:: 주어진 과제 ::
아래 항목 전체에서 "one marker per instance" 표현을 "one dot per instance" 표현으로 바꾸고 나머지는 그대로 둔 채 줄들을 다시 써 주시겠어요?

:: 처리 대상 항목 ::

——

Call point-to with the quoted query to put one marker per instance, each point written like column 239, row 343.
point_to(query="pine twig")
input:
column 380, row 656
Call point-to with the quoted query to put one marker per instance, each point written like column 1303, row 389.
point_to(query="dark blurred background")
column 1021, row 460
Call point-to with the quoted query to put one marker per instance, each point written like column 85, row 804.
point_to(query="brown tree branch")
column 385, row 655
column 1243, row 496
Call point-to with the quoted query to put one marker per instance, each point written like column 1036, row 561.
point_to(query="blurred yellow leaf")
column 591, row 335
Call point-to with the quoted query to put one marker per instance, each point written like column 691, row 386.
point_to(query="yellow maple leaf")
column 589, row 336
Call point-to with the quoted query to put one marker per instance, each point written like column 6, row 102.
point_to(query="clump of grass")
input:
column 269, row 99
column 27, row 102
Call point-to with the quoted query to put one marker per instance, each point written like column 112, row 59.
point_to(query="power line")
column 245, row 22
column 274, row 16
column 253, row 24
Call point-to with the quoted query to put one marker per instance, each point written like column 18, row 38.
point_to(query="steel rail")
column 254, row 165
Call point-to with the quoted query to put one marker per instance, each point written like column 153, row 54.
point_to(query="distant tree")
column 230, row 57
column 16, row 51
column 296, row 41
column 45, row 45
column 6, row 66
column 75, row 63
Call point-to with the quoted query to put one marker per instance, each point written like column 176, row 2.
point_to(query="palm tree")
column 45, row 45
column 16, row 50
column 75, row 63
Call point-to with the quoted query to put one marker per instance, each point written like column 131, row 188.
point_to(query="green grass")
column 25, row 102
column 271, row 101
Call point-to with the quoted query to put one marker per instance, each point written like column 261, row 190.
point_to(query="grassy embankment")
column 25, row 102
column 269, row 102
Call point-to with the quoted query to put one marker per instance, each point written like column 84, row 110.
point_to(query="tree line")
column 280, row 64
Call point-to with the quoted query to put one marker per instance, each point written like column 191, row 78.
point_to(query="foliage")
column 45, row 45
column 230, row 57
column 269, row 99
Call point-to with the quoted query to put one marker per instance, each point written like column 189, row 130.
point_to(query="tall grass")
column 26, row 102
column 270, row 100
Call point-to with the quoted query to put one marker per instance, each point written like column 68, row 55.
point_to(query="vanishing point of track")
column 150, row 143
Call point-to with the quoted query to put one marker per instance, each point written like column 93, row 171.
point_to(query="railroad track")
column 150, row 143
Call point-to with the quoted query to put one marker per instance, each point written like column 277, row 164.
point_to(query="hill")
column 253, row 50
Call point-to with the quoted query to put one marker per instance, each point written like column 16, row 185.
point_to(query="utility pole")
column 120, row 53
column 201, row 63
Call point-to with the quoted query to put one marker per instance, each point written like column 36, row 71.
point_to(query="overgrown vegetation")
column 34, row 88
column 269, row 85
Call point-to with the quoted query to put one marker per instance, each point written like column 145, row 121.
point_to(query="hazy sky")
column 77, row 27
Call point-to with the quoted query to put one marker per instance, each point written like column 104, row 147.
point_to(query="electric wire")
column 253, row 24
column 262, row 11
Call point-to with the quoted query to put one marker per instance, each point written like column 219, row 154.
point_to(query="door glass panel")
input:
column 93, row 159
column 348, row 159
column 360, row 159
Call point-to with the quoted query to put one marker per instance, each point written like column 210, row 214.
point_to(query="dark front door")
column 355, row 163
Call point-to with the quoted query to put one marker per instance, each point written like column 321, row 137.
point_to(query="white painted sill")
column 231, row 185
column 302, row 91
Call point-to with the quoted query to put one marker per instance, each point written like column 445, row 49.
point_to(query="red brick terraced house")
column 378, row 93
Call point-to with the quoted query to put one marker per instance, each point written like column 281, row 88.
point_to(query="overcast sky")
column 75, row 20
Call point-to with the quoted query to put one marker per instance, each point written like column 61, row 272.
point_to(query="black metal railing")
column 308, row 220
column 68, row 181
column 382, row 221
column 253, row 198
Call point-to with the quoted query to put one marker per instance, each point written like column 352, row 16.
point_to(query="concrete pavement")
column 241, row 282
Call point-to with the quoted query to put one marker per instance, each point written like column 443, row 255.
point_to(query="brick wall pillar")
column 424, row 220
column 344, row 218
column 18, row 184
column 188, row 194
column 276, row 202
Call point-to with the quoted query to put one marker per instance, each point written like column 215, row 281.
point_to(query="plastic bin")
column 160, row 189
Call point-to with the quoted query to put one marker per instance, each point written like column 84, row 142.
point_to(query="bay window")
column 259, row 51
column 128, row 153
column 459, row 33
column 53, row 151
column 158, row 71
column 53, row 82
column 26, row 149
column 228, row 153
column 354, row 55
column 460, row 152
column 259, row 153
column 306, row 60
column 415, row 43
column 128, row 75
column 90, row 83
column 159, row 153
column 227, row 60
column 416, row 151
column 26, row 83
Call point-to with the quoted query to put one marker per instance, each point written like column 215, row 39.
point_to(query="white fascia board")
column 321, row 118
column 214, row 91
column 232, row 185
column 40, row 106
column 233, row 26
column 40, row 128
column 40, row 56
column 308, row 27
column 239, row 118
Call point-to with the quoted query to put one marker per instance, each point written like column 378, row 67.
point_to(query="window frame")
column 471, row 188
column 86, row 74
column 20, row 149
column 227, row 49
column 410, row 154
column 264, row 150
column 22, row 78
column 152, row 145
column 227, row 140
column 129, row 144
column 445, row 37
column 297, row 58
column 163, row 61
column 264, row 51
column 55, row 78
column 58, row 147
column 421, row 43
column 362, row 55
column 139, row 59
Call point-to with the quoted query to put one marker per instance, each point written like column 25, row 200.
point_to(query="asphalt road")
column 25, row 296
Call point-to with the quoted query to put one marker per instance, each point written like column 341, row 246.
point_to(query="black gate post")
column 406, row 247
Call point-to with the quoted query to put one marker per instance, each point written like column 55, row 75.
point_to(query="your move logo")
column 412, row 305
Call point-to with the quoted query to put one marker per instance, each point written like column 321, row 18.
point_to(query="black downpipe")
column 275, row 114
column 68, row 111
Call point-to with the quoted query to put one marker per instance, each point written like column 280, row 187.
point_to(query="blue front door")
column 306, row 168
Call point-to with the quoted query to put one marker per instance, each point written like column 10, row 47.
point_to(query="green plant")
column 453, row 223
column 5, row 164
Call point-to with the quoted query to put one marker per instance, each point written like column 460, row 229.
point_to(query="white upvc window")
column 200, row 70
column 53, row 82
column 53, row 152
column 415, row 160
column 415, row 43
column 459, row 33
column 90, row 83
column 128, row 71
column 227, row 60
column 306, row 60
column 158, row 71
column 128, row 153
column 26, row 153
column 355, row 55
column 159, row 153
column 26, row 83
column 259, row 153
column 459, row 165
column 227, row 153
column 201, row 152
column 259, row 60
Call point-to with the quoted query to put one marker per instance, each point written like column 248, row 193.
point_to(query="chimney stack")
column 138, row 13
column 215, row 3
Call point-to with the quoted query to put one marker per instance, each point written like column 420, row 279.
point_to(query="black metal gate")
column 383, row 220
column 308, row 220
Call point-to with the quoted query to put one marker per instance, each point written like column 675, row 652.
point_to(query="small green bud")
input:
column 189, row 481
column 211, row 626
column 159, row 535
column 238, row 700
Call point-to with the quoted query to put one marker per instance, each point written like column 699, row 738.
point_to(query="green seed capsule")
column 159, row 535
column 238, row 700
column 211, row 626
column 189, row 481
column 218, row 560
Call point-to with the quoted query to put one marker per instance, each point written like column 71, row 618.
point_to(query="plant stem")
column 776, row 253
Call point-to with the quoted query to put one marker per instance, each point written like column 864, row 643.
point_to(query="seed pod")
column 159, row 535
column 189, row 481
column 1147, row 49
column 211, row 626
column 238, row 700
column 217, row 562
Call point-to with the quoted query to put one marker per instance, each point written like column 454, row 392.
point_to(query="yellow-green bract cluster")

——

:: 과제 응답 ::
Call point-to with the quoted query to put one dot per instance, each point written like column 239, row 343.
point_to(query="pine twig")
input:
column 380, row 656
Call point-to with the quoted query to put one dot per instance, each point written like column 1303, row 389.
point_to(query="dark blurred background")
column 1021, row 460
Call point-to with the quoted query to put one dot per instance, each point written like column 85, row 804.
point_to(query="brown tree branch")
column 385, row 655
column 1243, row 496
Call point-to with the quoted query to put one dot per instance, each point written like column 1036, row 561.
point_to(query="blurred yellow leaf")
column 591, row 335
Call point-to with the quoted query to put one dot per instance, each point written like column 691, row 386.
point_to(query="yellow maple leaf")
column 589, row 336
Call point-to with the quoted query to put one dot per instance, each point written like column 6, row 102.
point_to(query="clump of grass")
input:
column 269, row 99
column 27, row 102
Call point-to with the quoted query to put one dot per instance, each point written like column 112, row 59.
point_to(query="power line")
column 245, row 22
column 274, row 16
column 253, row 24
Call point-to with the quoted query to put one dot per instance, each point written like column 18, row 38.
point_to(query="steel rail")
column 254, row 165
Call point-to with the quoted query to put one dot per instance, each point written like column 153, row 54.
point_to(query="distant tree")
column 230, row 57
column 16, row 51
column 296, row 41
column 45, row 45
column 6, row 66
column 75, row 63
Call point-to with the quoted query to put one dot per instance, each point written like column 176, row 2.
point_to(query="palm tree")
column 45, row 45
column 16, row 50
column 75, row 63
Call point-to with the quoted query to put one dot per instance, each point written like column 131, row 188.
point_to(query="green grass")
column 25, row 102
column 271, row 101
Call point-to with the quoted query to put one dot per instance, each point written like column 261, row 190.
point_to(query="grassy embankment")
column 25, row 102
column 269, row 102
Call point-to with the quoted query to put one dot per instance, each point written like column 84, row 110.
point_to(query="tree line")
column 280, row 64
Call point-to with the quoted query to put one dot per instance, each point written like column 191, row 78.
point_to(query="foliage")
column 45, row 45
column 230, row 57
column 269, row 99
Call point-to with the quoted query to put one dot per instance, each point written like column 189, row 130.
point_to(query="tall grass")
column 26, row 102
column 270, row 100
Call point-to with the quoted query to put one dot per instance, each point written like column 68, row 55.
point_to(query="vanishing point of track")
column 150, row 143
Call point-to with the quoted query to put one dot per instance, each point written like column 93, row 171.
point_to(query="railroad track")
column 150, row 143
Call point-to with the quoted query to put one dot per instance, each point written like column 277, row 164.
point_to(query="hill")
column 253, row 50
Call point-to with the quoted query to put one dot per instance, each point written like column 16, row 185.
point_to(query="utility pole")
column 120, row 53
column 201, row 63
Call point-to with the quoted query to put one dot per instance, each point written like column 36, row 71.
point_to(query="overgrown vegetation")
column 34, row 88
column 269, row 85
Call point-to with the quoted query to put one dot per instance, each point written like column 145, row 121.
point_to(query="hazy sky")
column 77, row 27
Call point-to with the quoted query to put one dot per instance, each point written like column 104, row 147.
point_to(query="electric wire")
column 253, row 24
column 262, row 11
Call point-to with the quoted query to put one dot per instance, each point written like column 219, row 154.
point_to(query="door glass panel")
input:
column 93, row 159
column 348, row 159
column 360, row 159
Call point-to with the quoted query to put one dot per instance, each point written like column 210, row 214.
point_to(query="dark front door")
column 355, row 163
Call point-to with the quoted query to put one dot per instance, each point written like column 321, row 137.
point_to(query="white painted sill")
column 231, row 185
column 302, row 91
Call point-to with the quoted query to put one dot per instance, each point written like column 445, row 49.
point_to(query="red brick terraced house")
column 378, row 93
Call point-to with the quoted query to put one dot per instance, each point written like column 281, row 88.
point_to(query="overcast sky")
column 75, row 20
Call point-to with the quoted query to put one dot per instance, each point written like column 61, row 272.
point_to(query="black metal railing")
column 308, row 220
column 68, row 181
column 382, row 221
column 253, row 198
Call point-to with the quoted query to put one dot per instance, each point written like column 352, row 16.
point_to(query="concrete pavement")
column 241, row 282
Call point-to with the quoted query to put one dot per instance, each point written like column 443, row 255.
point_to(query="brick wall pillar")
column 424, row 220
column 344, row 218
column 18, row 184
column 188, row 194
column 276, row 202
Call point-to with the quoted query to put one dot per instance, each point written like column 215, row 281.
point_to(query="plastic bin")
column 160, row 189
Call point-to with the quoted query to put one dot per instance, each point written like column 84, row 142.
point_to(query="bay window")
column 259, row 51
column 128, row 153
column 459, row 33
column 53, row 151
column 158, row 71
column 53, row 82
column 26, row 149
column 228, row 153
column 354, row 55
column 460, row 152
column 259, row 153
column 306, row 60
column 415, row 43
column 128, row 75
column 90, row 83
column 159, row 153
column 227, row 60
column 416, row 151
column 26, row 83
Call point-to with the quoted query to put one dot per instance, each point written like column 215, row 39.
point_to(query="white fascia board")
column 321, row 118
column 214, row 91
column 232, row 185
column 40, row 106
column 233, row 26
column 40, row 128
column 40, row 56
column 308, row 27
column 239, row 118
Call point-to with the quoted query to put one dot per instance, each point written like column 378, row 67.
point_to(query="window frame")
column 471, row 188
column 86, row 74
column 20, row 149
column 227, row 49
column 410, row 154
column 264, row 150
column 22, row 78
column 152, row 145
column 227, row 140
column 129, row 144
column 445, row 37
column 297, row 58
column 163, row 61
column 264, row 51
column 55, row 78
column 58, row 147
column 421, row 43
column 362, row 55
column 139, row 59
Call point-to with the quoted query to put one dot per instance, each point written like column 25, row 200.
point_to(query="asphalt road")
column 25, row 296
Call point-to with the quoted query to put one dot per instance, each point written like column 341, row 246.
point_to(query="black gate post")
column 406, row 247
Call point-to with the quoted query to put one dot per instance, each point written like column 55, row 75.
point_to(query="your move logo")
column 412, row 305
Call point-to with the quoted query to put one dot per instance, each point written like column 321, row 18.
point_to(query="black downpipe")
column 275, row 114
column 68, row 111
Call point-to with the quoted query to put one dot per instance, each point written like column 280, row 187.
point_to(query="blue front door")
column 306, row 168
Call point-to with the quoted query to put one dot per instance, each point written like column 10, row 47.
point_to(query="green plant")
column 453, row 223
column 5, row 164
Call point-to with the quoted query to put one dot per instance, each point written like column 460, row 229.
point_to(query="white upvc window")
column 200, row 70
column 53, row 82
column 53, row 152
column 415, row 160
column 415, row 43
column 459, row 33
column 90, row 83
column 128, row 71
column 227, row 60
column 306, row 60
column 158, row 71
column 128, row 153
column 26, row 153
column 355, row 55
column 159, row 153
column 26, row 83
column 259, row 153
column 459, row 165
column 227, row 153
column 201, row 152
column 259, row 60
Call point-to with the quoted query to put one dot per instance, each point written like column 248, row 193.
point_to(query="chimney stack")
column 138, row 13
column 215, row 3
Call point-to with the quoted query to put one dot per instance, each point written like column 420, row 279.
point_to(query="black metal gate")
column 383, row 220
column 308, row 220
Call point-to with the quoted query to put one dot per instance, each point written like column 675, row 652.
point_to(query="small green bud")
input:
column 189, row 481
column 211, row 626
column 159, row 535
column 238, row 700
Call point-to with the quoted query to put one dot per instance, each point written like column 699, row 738.
point_to(query="green seed capsule")
column 159, row 535
column 238, row 700
column 211, row 626
column 189, row 481
column 218, row 560
Call point-to with the quoted query to put one dot per instance, each point written like column 71, row 618.
point_to(query="plant stem")
column 776, row 253
Call point-to with the quoted query to put one dot per instance, each point written like column 864, row 643.
point_to(query="seed pod")
column 159, row 535
column 189, row 481
column 1147, row 49
column 211, row 626
column 238, row 700
column 217, row 562
Call point-to with the quoted query to put one dot per instance, each point written like column 454, row 392.
point_to(query="yellow-green bract cluster")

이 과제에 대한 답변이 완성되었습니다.